→ **EXERCISE BRIEF**: Convert the portion of the listing that opens with the line containing "to locate gray-green" and closes with the line containing "[53,39,322,74]" into a numbered list, omitting blank lines.

→ **Saved data entries**:
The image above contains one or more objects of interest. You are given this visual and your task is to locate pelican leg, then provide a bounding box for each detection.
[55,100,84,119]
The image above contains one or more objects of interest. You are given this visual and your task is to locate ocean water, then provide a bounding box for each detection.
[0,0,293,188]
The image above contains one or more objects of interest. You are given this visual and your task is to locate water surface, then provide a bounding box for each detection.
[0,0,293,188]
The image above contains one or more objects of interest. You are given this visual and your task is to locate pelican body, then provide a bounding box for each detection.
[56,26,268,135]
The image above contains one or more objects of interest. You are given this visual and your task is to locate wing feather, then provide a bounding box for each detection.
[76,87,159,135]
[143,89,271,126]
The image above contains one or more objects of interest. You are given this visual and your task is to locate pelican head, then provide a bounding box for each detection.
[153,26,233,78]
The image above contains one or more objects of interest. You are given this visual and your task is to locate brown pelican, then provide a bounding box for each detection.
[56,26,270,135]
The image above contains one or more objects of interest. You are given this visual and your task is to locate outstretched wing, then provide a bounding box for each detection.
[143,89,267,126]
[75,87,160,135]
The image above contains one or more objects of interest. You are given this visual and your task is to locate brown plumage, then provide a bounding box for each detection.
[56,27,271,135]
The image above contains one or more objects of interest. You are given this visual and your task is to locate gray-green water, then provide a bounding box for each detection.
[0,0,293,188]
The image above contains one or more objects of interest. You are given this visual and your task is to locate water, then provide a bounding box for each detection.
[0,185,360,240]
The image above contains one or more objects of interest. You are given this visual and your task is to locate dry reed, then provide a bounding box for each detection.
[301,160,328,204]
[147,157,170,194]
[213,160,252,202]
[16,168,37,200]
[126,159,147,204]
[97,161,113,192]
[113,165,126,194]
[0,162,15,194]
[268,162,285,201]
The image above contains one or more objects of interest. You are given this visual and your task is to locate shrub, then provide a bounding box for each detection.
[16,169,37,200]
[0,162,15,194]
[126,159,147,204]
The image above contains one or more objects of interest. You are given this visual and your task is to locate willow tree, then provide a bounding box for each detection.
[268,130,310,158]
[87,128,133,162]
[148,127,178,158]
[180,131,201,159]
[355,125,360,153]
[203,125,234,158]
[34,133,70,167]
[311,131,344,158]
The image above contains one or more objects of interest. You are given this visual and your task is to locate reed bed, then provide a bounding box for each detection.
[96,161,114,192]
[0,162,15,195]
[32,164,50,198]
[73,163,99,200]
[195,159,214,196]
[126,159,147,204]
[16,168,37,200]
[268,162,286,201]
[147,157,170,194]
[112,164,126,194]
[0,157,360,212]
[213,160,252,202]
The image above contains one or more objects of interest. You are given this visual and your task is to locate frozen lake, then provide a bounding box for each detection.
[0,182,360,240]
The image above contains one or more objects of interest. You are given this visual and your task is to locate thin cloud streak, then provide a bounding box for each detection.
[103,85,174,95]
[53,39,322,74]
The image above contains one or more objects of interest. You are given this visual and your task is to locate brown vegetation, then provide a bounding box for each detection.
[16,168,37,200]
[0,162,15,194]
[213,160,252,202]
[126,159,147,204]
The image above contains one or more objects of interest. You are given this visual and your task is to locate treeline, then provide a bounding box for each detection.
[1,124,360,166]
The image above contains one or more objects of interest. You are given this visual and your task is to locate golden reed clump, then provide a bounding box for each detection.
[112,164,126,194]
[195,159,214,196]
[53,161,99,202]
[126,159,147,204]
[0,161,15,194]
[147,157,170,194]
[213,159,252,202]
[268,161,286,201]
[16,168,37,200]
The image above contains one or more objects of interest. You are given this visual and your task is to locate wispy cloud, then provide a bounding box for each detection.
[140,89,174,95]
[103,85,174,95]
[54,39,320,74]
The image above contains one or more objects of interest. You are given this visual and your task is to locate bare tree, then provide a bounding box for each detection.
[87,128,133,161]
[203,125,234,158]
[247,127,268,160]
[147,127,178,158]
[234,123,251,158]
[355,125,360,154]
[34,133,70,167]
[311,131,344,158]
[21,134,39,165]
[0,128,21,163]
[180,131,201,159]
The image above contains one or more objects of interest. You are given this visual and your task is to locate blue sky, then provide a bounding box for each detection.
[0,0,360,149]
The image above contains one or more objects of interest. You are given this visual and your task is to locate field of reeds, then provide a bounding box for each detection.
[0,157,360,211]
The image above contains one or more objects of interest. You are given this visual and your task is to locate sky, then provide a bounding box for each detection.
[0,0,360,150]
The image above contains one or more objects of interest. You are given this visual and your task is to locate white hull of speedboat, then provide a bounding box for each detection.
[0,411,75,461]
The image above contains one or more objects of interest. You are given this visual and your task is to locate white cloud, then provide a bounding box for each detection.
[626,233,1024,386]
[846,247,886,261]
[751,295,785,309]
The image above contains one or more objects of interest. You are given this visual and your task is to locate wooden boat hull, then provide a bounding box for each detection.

→ **SOLUTION FOR THIS EXERCISE**:
1. The image above contains one or more objects of interest. You are given this visual and your task is to locate gray-green water, then provide a bounding box for each detection.
2. [0,0,293,188]
3. The image above contains one or more objects of interest. You are given this visual and your task is to locate water, then provide a bounding box for each detection.
4. [0,185,360,240]
5. The image above contains one or more objects of interest. You are given this visual and your task is to locate dry reed, then provide a bounding box for each detection.
6. [301,160,328,204]
7. [147,157,170,194]
8. [213,160,252,202]
9. [16,168,37,200]
10. [126,159,147,204]
11. [97,161,113,192]
12. [113,165,126,194]
13. [0,162,15,194]
14. [268,162,285,201]
15. The image above contains one or more objects of interest. You are given this visual and your task is to locate shrub, then provide a bounding box for each detection.
16. [16,169,37,200]
17. [0,162,15,194]
18. [126,159,147,204]
19. The image above contains one or more objects of interest. You are given this visual and your task is to locate willow tree, then provide a bounding box for each detection.
20. [268,130,310,158]
21. [87,128,133,162]
22. [148,127,178,158]
23. [180,131,201,159]
24. [355,125,360,153]
25. [203,125,234,158]
26. [34,133,70,167]
27. [311,131,344,158]
28. The image above contains one or more objects of interest. You are given this visual and your task is to locate reed bed, then provide a bounding box for each detection.
29. [96,161,114,192]
30. [0,162,15,195]
31. [32,164,50,198]
32. [73,163,99,200]
33. [195,159,214,196]
34. [126,159,147,204]
35. [16,168,37,200]
36. [268,162,286,201]
37. [147,157,170,194]
38. [112,164,126,194]
39. [0,157,360,212]
40. [213,160,252,202]
41. The image above contains one or more objects of interest. You are given this visual and your task is to locate frozen lake, then provide a bounding box for each detection.
42. [0,182,360,240]
43. The image above contains one or more objects of interest. You are given this visual and your task is to locate thin cloud streak, then provide a bounding box for each detection.
44. [103,85,174,95]
45. [53,39,322,74]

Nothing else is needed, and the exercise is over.